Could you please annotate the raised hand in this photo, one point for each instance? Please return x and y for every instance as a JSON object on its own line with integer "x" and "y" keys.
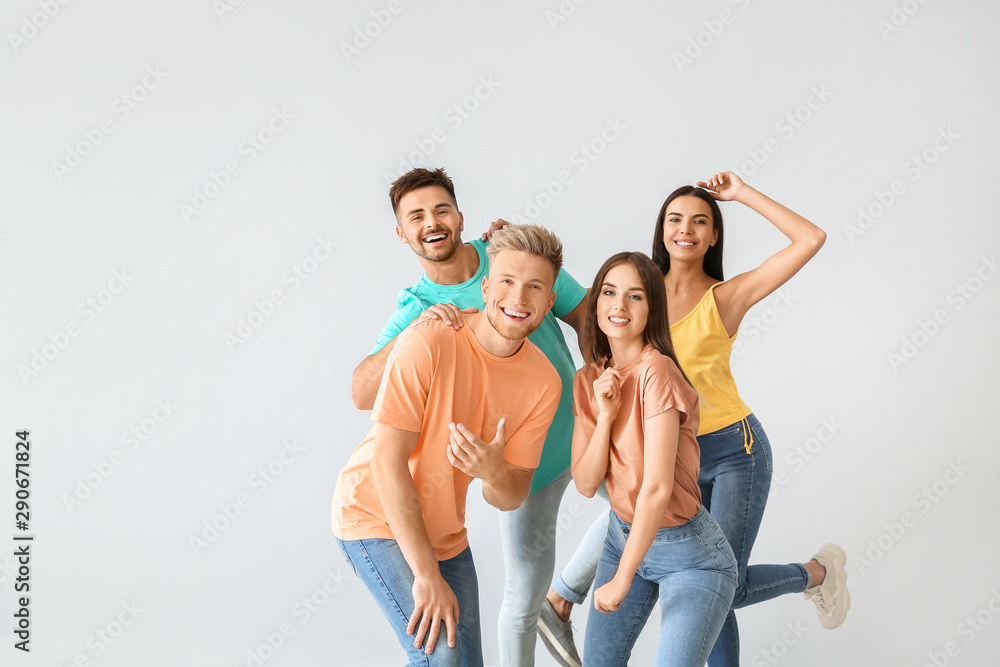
{"x": 607, "y": 391}
{"x": 482, "y": 460}
{"x": 723, "y": 186}
{"x": 608, "y": 598}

==*==

Could you give back the full listing word for word, leaving out the images?

WRITTEN REPLY:
Could you please annotate the raised hand in this photo, one point for each instance? Please return x and y for every instance as a JSON object on its own line with integer "x" and "y" keys.
{"x": 607, "y": 391}
{"x": 482, "y": 460}
{"x": 723, "y": 186}
{"x": 608, "y": 598}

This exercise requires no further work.